■ Page
We obtain an expression for the expectation of $X_{m,n}$, denoted $\mathbb{E}\left[X_{m,n}\right]$, by conditioning on $Y$.  To this end, consider the random variable $\mathbb{E}\left[X_{m,n}\mid Y=k\right]$. if there are $k$ boys, the remaining $l=(m+n-1)-k$ children are girls. Now, for $k<m$, we have $l \geq n$, and the couple have all the girls they desire. Otherwise, $k \geq m$ and the couple have all the boys they desire.

An inductive argument on the expectation shows that the couple must expect $2t$ children for $t$ to be of a specified gender. In the first case $t=m-k$ for the remaining boys, giving an expectation of $(m+n-1)+2(m-k)$. In the second case $t=n-(m+n-1-k)=k-m+1$ for the remaining girls, giving an expectation of $(m+n-1)+2(k-m+1)$.  This may be summarized as follows:
\begin{equation*}
\mathbb{E}[X_{m,n} \mid Y=k] = m+n-1 +
\begin{cases}
2(m-k),\qquad\, \text{if } k<m; \\
2(k-m+1),\,\,\, \text{if } k\geq m.
\end{cases}
\end{equation*}

The above result, in conjunction with (\ref{simpleprob}) and the formula for conditional expectation \cite{grimmett}, leads to
\begin{align*}
\mathbb{E}\left[X_{m,n}\right]
&=\sum_{k=0}^{m+n-1}\mathbb{E}\left[X_{m,n}\mid Y=k\right]\,\mathbb{P}[Y=k]\\
&=\frac{1}{2^{m+n-1}} \Bigg( \sum_{k=0}^{m-1}(n+3m-2k-1){m+n-1 \choose k} \\
 &\qquad\qquad\qquad\qquad + \sum_{k=m}^{m+n-1}(n-m+2k+1){m+n-1 \choose k}  \Bigg).

■ Excerpted data

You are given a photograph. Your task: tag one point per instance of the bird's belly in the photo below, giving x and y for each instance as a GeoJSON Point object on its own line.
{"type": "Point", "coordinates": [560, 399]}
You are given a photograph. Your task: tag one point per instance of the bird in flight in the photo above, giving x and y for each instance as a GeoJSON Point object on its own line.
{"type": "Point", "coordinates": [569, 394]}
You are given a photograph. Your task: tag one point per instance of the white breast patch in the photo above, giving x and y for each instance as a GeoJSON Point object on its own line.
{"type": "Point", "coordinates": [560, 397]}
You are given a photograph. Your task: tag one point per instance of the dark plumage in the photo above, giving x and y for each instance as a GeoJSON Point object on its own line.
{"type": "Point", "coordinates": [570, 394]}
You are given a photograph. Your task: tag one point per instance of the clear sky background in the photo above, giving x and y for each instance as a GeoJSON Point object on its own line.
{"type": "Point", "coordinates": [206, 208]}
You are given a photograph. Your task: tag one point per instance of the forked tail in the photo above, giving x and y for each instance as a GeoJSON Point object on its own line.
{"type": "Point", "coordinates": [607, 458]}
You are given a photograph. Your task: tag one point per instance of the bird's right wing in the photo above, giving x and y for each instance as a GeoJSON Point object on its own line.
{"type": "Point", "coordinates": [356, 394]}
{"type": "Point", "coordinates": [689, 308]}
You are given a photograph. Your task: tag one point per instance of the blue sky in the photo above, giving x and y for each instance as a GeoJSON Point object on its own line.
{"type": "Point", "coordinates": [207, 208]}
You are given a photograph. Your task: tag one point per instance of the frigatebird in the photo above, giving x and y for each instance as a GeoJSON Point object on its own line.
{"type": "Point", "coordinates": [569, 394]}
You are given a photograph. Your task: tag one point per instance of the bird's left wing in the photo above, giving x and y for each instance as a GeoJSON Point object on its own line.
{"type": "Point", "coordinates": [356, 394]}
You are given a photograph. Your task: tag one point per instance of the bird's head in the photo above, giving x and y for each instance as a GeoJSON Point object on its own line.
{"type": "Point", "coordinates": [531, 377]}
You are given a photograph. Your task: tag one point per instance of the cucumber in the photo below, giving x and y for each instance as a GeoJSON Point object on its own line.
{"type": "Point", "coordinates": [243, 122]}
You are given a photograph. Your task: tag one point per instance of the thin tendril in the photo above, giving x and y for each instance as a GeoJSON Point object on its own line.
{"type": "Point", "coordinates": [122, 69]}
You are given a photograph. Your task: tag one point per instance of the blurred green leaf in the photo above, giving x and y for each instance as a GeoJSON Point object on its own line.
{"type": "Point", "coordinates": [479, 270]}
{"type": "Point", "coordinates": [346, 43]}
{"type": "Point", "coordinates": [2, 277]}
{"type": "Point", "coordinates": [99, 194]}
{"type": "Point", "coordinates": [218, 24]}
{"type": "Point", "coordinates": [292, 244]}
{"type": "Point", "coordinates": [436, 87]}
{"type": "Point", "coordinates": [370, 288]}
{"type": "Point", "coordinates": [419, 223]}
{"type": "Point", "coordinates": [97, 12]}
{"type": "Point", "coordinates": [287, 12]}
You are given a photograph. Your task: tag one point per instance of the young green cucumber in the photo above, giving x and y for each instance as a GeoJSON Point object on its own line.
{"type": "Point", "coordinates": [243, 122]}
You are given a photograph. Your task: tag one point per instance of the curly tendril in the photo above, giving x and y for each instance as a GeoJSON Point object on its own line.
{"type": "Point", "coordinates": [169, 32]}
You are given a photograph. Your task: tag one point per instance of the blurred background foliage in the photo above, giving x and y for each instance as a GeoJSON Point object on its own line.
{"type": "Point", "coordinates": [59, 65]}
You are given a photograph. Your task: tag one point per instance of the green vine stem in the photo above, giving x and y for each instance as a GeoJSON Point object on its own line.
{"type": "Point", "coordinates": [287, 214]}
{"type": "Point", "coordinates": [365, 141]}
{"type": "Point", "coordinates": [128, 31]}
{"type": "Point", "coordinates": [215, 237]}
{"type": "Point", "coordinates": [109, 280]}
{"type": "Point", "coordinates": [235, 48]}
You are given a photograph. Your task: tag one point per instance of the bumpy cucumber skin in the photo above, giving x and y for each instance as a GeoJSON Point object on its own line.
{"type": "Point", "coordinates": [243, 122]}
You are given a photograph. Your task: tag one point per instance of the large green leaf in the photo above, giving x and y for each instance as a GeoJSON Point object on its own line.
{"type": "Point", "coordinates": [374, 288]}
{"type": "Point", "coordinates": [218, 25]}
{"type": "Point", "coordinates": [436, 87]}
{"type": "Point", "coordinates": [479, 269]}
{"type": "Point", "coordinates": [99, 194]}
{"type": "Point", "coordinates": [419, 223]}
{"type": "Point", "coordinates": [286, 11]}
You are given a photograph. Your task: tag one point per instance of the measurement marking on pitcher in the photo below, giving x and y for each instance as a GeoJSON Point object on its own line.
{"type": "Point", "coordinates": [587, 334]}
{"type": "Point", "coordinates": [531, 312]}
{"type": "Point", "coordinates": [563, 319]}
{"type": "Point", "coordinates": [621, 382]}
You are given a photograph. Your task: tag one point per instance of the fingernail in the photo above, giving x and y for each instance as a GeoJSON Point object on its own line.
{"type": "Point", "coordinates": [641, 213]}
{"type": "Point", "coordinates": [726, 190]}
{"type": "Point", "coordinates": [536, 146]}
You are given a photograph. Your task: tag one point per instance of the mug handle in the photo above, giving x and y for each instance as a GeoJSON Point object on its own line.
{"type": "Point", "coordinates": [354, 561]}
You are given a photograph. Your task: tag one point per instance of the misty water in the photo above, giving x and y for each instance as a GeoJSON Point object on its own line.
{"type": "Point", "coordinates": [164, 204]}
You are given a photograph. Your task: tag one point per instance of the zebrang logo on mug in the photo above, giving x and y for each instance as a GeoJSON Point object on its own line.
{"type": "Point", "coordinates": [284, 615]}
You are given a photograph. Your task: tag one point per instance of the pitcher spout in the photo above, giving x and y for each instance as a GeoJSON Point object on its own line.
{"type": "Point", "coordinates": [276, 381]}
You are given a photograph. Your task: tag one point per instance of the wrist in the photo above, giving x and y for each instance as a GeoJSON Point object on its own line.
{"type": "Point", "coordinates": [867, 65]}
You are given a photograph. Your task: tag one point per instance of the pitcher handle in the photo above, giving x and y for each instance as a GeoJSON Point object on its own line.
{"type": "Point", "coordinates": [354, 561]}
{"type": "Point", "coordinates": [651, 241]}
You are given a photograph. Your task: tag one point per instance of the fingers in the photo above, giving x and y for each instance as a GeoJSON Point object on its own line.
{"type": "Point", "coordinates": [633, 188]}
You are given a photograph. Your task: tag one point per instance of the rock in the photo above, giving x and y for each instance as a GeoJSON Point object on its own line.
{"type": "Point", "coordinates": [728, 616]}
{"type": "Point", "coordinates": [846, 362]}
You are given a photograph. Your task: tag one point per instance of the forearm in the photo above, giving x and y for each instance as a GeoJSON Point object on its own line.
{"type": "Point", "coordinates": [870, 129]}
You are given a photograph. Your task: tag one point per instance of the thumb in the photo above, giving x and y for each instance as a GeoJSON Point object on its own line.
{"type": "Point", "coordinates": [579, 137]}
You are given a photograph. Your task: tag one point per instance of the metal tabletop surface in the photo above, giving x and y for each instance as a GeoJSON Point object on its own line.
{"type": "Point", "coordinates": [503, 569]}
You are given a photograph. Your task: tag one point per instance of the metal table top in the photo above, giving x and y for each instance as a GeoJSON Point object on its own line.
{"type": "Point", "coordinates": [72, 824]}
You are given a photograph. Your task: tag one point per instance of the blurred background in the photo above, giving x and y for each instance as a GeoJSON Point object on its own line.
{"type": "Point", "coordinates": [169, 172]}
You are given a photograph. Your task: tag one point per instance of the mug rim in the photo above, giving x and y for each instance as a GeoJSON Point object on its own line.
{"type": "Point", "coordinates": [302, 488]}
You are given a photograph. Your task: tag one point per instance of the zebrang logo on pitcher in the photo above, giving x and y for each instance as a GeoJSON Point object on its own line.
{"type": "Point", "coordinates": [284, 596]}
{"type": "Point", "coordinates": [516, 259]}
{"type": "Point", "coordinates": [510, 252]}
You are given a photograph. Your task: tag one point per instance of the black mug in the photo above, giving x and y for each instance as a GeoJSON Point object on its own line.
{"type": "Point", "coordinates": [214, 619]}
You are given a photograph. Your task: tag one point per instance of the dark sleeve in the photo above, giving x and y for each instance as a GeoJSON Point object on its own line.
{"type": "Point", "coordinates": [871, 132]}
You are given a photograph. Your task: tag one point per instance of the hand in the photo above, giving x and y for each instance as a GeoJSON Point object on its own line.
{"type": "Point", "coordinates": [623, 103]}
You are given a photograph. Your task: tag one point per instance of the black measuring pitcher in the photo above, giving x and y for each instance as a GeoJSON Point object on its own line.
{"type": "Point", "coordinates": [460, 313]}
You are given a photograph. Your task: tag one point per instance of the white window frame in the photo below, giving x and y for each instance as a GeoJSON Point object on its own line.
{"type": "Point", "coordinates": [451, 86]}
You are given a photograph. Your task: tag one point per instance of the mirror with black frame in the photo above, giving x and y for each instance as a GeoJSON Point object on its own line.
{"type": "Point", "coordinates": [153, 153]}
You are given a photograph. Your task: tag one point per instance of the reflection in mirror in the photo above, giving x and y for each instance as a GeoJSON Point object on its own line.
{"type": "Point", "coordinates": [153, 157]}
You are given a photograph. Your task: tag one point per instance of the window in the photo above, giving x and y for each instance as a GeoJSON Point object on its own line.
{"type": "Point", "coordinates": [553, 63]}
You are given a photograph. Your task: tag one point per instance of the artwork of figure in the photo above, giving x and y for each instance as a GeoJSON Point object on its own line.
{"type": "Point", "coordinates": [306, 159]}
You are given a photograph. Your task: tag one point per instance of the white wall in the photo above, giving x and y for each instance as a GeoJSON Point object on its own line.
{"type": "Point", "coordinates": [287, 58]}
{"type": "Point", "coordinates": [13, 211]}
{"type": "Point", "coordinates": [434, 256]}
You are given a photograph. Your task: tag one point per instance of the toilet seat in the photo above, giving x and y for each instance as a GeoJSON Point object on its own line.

■ Requirement 1
In the derivation of the expected number of children, how many children must the couple expect in order to have $t$ of a specified gender?
■ Requirement 2
Continue the derivation of the expected number of children from the point where it stops.

■ Answer 1
They must expect $2t$ children.

■ Answer 2
\end{align*}
This may be simplified by rearranging and using the well-known results $\sum_{k=0}^r{r \choose k} = 2^r$ and $\sum_{k=0}^r k{r \choose k}=r 2^{r-1}$ to give
\begin{align}\label{finiteexp2}
\mathbb{E}\left[X_{m,n}\right]
&=\frac{1}{2^{m+n-1}} \Bigg( \sum_{k=0}^{m+n-1} (n-m+2k+1){m+n-1 \choose k}\nonumber\\
&\qquad\qquad\qquad\quad + \sum_{k=0}^{m-1}\big((n+3m-2k-1)-(n-m+2k+1) \big){m+n-1 \choose k} \Bigg)\nonumber\\
&=\frac{1}{2^{m+n-1}} \Bigg( 2\sum_{k=0}^{m+n-1}k{m+n-1 \choose k}+(n-m+1)\sum_{k=0}^{m+n-1}{m+n-1 \choose k}  \nonumber\\
&\qquad\qquad\qquad\quad + 2\sum_{k=0}^{m-1}\big(2(m-k)-1\big){m+n-1 \choose k} \Bigg)\nonumber\\
&=\frac{1}{2^{m+n-1}} \Bigg(2\cdot2^{m+n-2}(m+n-1)+2^{m+n-1}(n-m+1) \nonumber\\
&\qquad\qquad\qquad\quad + 2\sum_{k=0}^{m-1}\big(2(m-k)-1\big){m+n-1 \choose k} \Bigg)\nonumber\\
&=2n+\frac{1}{2^{m+n-2}}\sum_{k=0}^{m-1}\big(2(m-k)-1\big){m+n-1 \choose k}.
\end{align}

\section{Scenario 1}
We first consider the behavior of $\mathbb{E}\left[X_{m,n}\right]$ as $n$ increases without limit whilst keeping $m$ fixed.  To this end, let us set
\[f(m,n)=\frac{1}{2^{m+n-2}}\sum_{k=0}^{m-1}\big(2(m-k)-1\big){m+n-1 \choose k},\]
and examine what happens to $f(m,n)$ as $n$ tends to infinity for any fixed $m\in\mathbb{N}$.  First, $1\leq 2(m-k)-1< 2m$ when $0\leq k \leq m-1$.  Next, consider the binomial coefficient ${m+n-1 \choose k}$ for fixed $m$ and some fixed value of $k$ such that $0\leq k \leq m-1$.  This is a polynomial in $n$ of degree $k$, which we denote by $g_{k,m}(n)$.  Note that there exists some $N\in\mathbb{N}$ such that $g_{m-1,m}(n)\geq g_{k,m}(n)$ for each $k$, $0\leq k \leq m-1$, and for all $n>N$.  Therefore, when $n>N$, it is the case that
\begin{align*}
f(m,n)
&< \frac{2m}{2^{m+n-2}}\sum_{k=0}^{m-1}g_{k,m}(n)\\
&\leq \frac{2m^2 g_{m-1,m}(n)}{2^{m+n-2}}\\
&=\frac{m^2}{2^{m-3}}\cdot\frac{g_{m-1,m}(n)}{2^n}.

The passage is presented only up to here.